━━ MATERIAL PROVIDED ━━

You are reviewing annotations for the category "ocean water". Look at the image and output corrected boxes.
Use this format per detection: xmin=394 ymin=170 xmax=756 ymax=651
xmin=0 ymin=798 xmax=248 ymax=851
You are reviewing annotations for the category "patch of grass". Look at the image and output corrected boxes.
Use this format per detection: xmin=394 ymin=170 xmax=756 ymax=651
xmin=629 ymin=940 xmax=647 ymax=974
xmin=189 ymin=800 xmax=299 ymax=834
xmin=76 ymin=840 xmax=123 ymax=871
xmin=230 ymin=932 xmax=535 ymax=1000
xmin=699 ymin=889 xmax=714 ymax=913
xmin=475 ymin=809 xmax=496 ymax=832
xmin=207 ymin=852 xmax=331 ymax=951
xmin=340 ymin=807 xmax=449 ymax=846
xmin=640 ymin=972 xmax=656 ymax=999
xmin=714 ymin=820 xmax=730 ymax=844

━━━

= ASSIGNED TASK =
Report every line containing the word "Look" from the listing above.

= RESULT OF THE EXERCISE =
You are reviewing annotations for the category "ocean water". Look at the image and output corrected boxes.
You are reviewing annotations for the category "patch of grass". Look at the image and output corrected boxes.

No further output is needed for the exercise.